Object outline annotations

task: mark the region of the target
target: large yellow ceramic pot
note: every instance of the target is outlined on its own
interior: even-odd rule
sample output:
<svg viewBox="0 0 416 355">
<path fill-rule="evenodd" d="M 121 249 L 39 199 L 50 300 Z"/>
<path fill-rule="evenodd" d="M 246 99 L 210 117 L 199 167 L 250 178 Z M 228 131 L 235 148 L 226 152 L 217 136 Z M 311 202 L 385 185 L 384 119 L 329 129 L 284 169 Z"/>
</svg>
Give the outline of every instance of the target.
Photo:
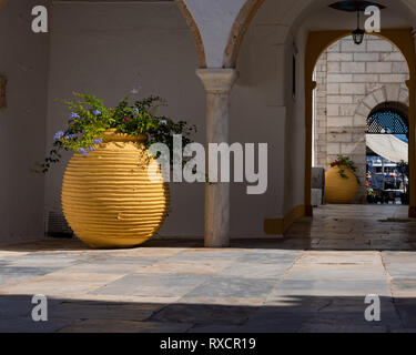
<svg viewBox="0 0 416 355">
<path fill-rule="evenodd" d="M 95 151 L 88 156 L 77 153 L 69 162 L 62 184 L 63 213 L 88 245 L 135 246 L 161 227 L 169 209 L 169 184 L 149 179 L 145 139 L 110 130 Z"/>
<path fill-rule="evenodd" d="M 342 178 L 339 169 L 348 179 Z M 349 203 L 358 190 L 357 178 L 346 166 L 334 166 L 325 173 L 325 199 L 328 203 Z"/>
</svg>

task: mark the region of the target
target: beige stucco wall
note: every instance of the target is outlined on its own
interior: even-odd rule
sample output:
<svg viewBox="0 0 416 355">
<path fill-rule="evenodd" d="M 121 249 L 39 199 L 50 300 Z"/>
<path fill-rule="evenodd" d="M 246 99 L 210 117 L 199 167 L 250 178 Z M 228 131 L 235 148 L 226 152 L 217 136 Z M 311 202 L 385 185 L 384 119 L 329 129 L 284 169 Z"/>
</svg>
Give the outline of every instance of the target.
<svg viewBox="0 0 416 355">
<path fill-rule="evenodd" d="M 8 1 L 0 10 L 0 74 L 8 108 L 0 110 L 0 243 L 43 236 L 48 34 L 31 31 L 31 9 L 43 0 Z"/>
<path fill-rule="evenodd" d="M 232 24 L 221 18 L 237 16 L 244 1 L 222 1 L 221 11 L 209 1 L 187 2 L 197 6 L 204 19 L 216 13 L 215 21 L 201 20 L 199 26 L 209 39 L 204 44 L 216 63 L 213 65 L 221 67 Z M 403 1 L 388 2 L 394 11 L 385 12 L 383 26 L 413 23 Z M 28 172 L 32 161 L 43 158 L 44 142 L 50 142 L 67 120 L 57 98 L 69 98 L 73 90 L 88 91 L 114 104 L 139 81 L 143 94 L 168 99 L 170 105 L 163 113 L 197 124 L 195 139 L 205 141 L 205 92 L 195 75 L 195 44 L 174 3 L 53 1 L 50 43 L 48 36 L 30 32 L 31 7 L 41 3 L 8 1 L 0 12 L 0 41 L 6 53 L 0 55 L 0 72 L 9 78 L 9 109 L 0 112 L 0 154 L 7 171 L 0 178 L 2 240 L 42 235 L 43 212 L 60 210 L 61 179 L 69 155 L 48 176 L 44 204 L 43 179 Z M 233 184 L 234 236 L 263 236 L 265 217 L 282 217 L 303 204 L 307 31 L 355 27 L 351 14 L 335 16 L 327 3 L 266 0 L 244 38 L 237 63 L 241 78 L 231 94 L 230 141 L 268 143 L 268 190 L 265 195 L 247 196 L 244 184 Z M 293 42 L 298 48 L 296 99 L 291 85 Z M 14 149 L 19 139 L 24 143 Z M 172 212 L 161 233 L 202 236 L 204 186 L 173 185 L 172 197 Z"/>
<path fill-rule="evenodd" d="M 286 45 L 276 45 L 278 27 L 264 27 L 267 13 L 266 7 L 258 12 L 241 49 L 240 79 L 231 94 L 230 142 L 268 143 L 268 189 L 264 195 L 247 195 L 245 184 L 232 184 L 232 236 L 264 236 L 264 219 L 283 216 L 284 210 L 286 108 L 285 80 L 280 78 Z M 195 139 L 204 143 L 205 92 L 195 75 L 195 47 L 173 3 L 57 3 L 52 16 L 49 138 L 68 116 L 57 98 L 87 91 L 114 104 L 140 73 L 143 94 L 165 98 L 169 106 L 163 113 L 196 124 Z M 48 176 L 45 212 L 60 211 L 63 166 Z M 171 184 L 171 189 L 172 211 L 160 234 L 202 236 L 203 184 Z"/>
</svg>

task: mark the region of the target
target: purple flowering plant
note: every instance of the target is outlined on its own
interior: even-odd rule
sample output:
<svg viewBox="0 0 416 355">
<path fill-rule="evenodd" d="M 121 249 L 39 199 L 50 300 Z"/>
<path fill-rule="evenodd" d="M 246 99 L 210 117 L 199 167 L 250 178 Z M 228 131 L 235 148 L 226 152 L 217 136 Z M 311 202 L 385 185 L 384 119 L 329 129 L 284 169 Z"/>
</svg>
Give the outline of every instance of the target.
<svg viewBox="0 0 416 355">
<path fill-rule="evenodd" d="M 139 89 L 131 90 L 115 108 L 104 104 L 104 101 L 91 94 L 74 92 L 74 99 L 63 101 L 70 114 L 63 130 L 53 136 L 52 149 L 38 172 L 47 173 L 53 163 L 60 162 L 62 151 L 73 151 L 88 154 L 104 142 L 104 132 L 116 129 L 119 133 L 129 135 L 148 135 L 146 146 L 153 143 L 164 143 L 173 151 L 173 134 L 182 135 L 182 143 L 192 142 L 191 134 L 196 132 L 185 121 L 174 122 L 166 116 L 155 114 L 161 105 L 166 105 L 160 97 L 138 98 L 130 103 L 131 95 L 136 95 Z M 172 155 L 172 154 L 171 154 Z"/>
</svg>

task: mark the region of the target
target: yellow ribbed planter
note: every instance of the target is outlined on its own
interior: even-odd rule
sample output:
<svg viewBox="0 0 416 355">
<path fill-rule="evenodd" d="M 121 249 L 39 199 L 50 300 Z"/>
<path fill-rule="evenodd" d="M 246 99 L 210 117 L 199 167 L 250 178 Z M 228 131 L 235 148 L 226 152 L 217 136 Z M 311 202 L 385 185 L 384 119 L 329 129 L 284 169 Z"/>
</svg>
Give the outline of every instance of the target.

Exercise → Take the listing and print it again exactly, but without any pictures.

Task result →
task: mark the region of the target
target: large yellow ceramic pot
note: every instance of the target is outlined on its own
interior: even-odd rule
sample output:
<svg viewBox="0 0 416 355">
<path fill-rule="evenodd" d="M 121 249 L 39 199 L 50 300 Z"/>
<path fill-rule="evenodd" d="M 246 99 L 210 117 L 199 167 L 250 178 Z M 228 131 L 235 148 L 226 152 L 217 136 Z M 311 202 L 385 185 L 384 119 L 329 129 L 284 169 Z"/>
</svg>
Give the outline of every instance of the target.
Photo:
<svg viewBox="0 0 416 355">
<path fill-rule="evenodd" d="M 95 151 L 88 156 L 77 153 L 69 162 L 62 184 L 63 213 L 88 245 L 135 246 L 161 227 L 169 209 L 169 184 L 149 179 L 145 139 L 110 130 Z"/>
<path fill-rule="evenodd" d="M 342 178 L 339 169 L 348 179 Z M 349 203 L 358 190 L 357 178 L 346 166 L 334 166 L 325 173 L 325 199 L 328 203 Z"/>
</svg>

task: mark the region of the target
target: beige stucco wall
note: every instance of the target is outlined on its own
interior: even-odd rule
sample output:
<svg viewBox="0 0 416 355">
<path fill-rule="evenodd" d="M 121 249 L 39 199 L 50 300 Z"/>
<path fill-rule="evenodd" d="M 246 99 L 210 117 L 199 167 L 250 178 Z M 228 131 L 235 148 L 226 152 L 217 136 Z M 311 202 L 385 185 L 384 119 L 329 129 L 284 169 Z"/>
</svg>
Give the outline of every instance of the target.
<svg viewBox="0 0 416 355">
<path fill-rule="evenodd" d="M 8 1 L 0 10 L 0 74 L 8 108 L 0 110 L 0 243 L 43 236 L 48 34 L 31 31 L 31 9 L 43 0 Z"/>
<path fill-rule="evenodd" d="M 232 24 L 221 18 L 237 16 L 244 1 L 222 1 L 221 11 L 209 1 L 187 2 L 197 6 L 204 19 L 216 13 L 215 21 L 201 20 L 199 26 L 209 39 L 204 44 L 216 63 L 213 65 L 221 67 Z M 403 1 L 388 2 L 394 11 L 385 12 L 383 26 L 413 23 Z M 28 172 L 32 161 L 43 158 L 44 142 L 50 142 L 67 120 L 57 98 L 69 98 L 73 90 L 88 91 L 114 104 L 139 81 L 143 94 L 168 99 L 170 105 L 163 113 L 197 124 L 195 139 L 205 141 L 205 92 L 195 75 L 195 44 L 174 3 L 53 1 L 50 43 L 48 36 L 30 32 L 31 7 L 41 3 L 8 1 L 0 12 L 0 41 L 6 53 L 0 55 L 0 72 L 9 78 L 9 109 L 0 112 L 0 154 L 7 171 L 0 178 L 2 240 L 42 235 L 43 212 L 60 210 L 61 179 L 69 155 L 48 176 L 44 204 L 43 179 Z M 233 184 L 234 236 L 263 236 L 265 217 L 282 217 L 303 204 L 307 31 L 355 27 L 351 14 L 335 16 L 327 3 L 266 0 L 244 38 L 237 63 L 241 78 L 231 94 L 230 141 L 268 143 L 268 190 L 265 195 L 247 196 L 244 184 Z M 293 42 L 298 48 L 296 99 L 291 85 Z M 14 149 L 19 139 L 24 143 Z M 172 212 L 161 233 L 202 236 L 204 186 L 173 185 L 172 197 Z"/>
<path fill-rule="evenodd" d="M 286 45 L 276 45 L 278 27 L 264 27 L 267 13 L 266 7 L 258 12 L 241 49 L 240 79 L 231 94 L 230 142 L 268 143 L 268 189 L 264 195 L 247 195 L 245 184 L 232 184 L 232 236 L 264 236 L 264 219 L 283 216 L 284 210 L 286 108 L 285 80 L 280 78 Z M 195 139 L 204 143 L 205 92 L 195 75 L 195 47 L 173 3 L 57 3 L 52 16 L 49 138 L 68 116 L 57 98 L 87 91 L 114 104 L 140 73 L 143 94 L 165 98 L 169 106 L 163 113 L 196 124 Z M 48 176 L 45 212 L 60 211 L 63 166 Z M 171 184 L 171 189 L 172 211 L 160 234 L 202 236 L 203 184 Z"/>
</svg>

task: mark the region of the target
target: purple flowering plant
note: every instance of the target is outlined on its own
interior: even-odd rule
sample output:
<svg viewBox="0 0 416 355">
<path fill-rule="evenodd" d="M 121 249 L 39 199 L 50 300 Z"/>
<path fill-rule="evenodd" d="M 246 99 L 210 117 L 199 167 L 250 178 Z M 228 131 L 235 148 L 226 152 L 217 136 Z M 311 202 L 385 185 L 384 119 L 329 129 L 284 169 Z"/>
</svg>
Give the outline of every instance of the target.
<svg viewBox="0 0 416 355">
<path fill-rule="evenodd" d="M 139 89 L 131 90 L 115 108 L 104 104 L 104 101 L 91 94 L 74 92 L 74 99 L 63 101 L 70 114 L 63 130 L 53 136 L 52 149 L 38 172 L 47 173 L 53 163 L 60 162 L 62 151 L 73 151 L 88 154 L 104 142 L 104 132 L 116 129 L 119 133 L 129 135 L 148 135 L 146 146 L 153 143 L 164 143 L 173 151 L 173 134 L 182 135 L 182 143 L 192 142 L 191 134 L 196 132 L 185 121 L 174 122 L 166 116 L 155 114 L 161 105 L 166 105 L 160 97 L 138 98 L 130 103 L 131 95 L 136 95 Z M 172 155 L 172 154 L 171 154 Z"/>
</svg>

task: mark the region of the target
target: yellow ribbed planter
note: every instance of the target is outlined on its own
interior: even-odd rule
sample output:
<svg viewBox="0 0 416 355">
<path fill-rule="evenodd" d="M 121 249 L 39 199 L 50 300 Z"/>
<path fill-rule="evenodd" d="M 246 99 L 210 117 L 199 167 L 250 178 Z M 228 131 L 235 148 L 226 152 L 217 136 Z M 311 202 L 385 185 L 384 119 L 329 129 L 284 169 Z"/>
</svg>
Give the outline of every instance of the target.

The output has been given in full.